Labeled-object pointing entries:

======

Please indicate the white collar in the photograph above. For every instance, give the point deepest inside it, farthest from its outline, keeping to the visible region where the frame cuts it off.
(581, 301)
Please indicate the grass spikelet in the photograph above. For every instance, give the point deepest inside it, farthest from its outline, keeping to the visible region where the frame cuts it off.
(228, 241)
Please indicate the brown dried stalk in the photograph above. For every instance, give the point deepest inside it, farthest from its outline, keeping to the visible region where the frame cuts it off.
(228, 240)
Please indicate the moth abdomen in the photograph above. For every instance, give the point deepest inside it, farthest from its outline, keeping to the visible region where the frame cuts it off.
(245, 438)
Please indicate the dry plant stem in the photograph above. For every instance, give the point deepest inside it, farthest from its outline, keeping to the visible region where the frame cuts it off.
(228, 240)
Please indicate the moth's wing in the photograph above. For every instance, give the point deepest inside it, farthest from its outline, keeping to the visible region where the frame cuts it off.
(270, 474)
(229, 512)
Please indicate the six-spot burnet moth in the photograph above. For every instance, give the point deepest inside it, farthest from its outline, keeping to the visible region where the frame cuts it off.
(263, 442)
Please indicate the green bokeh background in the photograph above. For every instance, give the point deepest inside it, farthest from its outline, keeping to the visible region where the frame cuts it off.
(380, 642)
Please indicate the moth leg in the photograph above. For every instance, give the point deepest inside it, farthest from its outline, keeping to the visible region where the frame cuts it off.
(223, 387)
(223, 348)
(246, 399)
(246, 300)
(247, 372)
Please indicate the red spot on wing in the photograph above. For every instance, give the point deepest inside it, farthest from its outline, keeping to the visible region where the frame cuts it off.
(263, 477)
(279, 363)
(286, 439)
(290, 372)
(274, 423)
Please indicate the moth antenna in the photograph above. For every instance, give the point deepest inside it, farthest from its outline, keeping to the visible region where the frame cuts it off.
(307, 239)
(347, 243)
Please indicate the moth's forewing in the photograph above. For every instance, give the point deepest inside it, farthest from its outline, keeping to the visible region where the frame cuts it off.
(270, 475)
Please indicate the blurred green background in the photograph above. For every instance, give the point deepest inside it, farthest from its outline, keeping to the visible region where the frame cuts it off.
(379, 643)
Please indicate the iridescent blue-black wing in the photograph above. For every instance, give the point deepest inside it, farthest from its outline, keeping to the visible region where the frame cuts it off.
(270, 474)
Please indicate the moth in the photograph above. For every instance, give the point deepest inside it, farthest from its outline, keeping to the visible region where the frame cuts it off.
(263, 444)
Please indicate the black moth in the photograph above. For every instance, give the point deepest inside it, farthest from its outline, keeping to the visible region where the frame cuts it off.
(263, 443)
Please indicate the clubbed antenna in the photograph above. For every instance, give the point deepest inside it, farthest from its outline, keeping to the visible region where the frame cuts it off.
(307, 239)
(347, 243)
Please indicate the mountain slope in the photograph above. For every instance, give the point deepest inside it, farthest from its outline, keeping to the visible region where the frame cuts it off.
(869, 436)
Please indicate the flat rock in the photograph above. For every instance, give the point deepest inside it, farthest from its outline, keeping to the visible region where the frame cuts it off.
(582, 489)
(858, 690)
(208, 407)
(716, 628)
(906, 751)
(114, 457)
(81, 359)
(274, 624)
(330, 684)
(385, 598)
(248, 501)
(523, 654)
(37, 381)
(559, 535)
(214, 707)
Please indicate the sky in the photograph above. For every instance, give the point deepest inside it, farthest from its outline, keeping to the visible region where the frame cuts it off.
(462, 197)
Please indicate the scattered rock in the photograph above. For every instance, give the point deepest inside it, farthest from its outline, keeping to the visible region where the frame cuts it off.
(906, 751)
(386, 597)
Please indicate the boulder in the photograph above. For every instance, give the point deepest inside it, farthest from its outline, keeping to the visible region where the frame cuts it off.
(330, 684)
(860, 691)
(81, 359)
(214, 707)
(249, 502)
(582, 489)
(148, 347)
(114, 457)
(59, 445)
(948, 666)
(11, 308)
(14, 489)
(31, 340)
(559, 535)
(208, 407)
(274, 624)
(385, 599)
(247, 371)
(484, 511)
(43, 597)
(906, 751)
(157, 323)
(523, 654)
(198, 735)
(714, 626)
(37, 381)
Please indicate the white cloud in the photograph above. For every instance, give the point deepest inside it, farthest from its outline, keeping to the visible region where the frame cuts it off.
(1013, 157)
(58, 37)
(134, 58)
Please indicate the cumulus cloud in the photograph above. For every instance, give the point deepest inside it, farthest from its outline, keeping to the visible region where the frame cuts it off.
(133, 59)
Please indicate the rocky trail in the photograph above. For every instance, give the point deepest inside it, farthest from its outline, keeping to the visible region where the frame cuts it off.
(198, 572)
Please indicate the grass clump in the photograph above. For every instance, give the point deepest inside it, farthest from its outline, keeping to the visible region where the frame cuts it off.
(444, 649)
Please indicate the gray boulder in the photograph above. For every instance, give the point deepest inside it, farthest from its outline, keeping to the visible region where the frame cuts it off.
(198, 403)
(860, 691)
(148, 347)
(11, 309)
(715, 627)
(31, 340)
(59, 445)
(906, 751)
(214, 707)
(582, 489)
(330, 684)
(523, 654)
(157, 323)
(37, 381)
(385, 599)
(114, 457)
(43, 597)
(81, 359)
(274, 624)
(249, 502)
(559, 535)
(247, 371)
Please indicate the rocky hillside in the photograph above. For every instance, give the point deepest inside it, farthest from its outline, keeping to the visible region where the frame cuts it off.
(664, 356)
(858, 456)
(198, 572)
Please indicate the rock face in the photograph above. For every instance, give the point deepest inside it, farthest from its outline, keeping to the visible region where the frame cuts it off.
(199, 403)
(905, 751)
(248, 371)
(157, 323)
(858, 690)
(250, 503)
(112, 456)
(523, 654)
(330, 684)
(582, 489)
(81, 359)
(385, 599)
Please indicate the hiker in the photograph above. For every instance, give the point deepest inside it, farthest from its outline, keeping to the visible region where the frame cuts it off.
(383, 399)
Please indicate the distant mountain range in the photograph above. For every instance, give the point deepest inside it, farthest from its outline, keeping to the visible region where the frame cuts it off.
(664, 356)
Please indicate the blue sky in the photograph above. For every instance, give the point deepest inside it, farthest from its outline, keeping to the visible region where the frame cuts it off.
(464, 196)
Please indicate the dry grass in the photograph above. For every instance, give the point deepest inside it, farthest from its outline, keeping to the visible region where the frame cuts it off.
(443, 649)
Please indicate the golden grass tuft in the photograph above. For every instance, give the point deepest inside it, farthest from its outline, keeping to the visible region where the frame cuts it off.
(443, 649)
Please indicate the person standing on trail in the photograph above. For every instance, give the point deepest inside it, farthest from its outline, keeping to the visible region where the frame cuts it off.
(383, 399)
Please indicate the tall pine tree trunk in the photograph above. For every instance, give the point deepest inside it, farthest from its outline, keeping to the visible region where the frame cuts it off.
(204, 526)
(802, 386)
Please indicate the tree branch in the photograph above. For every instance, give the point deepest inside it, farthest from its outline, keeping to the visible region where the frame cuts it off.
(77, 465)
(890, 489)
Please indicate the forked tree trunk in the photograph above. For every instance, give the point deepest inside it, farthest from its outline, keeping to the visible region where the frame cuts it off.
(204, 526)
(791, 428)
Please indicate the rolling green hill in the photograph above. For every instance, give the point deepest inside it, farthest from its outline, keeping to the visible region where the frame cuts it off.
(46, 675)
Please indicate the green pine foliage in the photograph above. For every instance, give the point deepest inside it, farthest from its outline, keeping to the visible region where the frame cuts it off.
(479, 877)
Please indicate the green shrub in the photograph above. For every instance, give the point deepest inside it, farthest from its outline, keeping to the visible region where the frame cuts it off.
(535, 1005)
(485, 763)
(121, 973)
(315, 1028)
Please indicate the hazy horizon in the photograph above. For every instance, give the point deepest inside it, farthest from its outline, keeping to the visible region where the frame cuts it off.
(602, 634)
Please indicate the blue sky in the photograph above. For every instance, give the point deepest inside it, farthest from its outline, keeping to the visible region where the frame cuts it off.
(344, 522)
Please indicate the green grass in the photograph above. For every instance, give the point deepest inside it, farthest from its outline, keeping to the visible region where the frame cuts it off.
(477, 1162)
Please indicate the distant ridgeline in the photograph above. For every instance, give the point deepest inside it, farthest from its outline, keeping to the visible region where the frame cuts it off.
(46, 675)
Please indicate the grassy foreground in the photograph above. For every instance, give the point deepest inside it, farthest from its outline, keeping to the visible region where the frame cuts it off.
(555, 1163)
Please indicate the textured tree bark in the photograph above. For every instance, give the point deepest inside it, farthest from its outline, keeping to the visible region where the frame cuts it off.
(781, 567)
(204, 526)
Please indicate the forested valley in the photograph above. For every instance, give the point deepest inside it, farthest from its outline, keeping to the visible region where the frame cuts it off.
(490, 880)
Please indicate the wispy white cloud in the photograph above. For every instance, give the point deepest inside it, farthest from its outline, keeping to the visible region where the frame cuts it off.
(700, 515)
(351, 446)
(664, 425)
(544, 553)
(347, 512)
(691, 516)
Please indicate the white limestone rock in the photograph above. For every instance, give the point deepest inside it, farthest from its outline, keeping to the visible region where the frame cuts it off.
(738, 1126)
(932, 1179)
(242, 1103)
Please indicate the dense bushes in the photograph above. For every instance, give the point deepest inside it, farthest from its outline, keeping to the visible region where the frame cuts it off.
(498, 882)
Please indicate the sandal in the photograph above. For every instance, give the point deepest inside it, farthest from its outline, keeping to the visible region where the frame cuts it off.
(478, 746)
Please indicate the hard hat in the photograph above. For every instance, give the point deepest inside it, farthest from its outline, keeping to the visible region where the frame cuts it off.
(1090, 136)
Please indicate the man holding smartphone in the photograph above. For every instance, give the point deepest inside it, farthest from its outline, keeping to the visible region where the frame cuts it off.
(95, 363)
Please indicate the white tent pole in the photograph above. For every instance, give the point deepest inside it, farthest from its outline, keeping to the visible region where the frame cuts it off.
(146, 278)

======

Written task: Rewrite the lines starting at the one containing "Please indicate the man" and ending at the last line of the items, switching "smartphone" to "mobile phone" and leaving everything else unchanged.

Solution to this exercise:
Please indicate the man holding mobile phone in the photograph above. For every instance, give the point deepest inside it, farthest from its outline, keeping to the visible region where the frame cuts it off.
(95, 363)
Please indicate the white tent pole in the photograph above. For every instance, give the point deepest inside it, farthest from its outline, keeping to the visible region where the frame cuts it off.
(146, 278)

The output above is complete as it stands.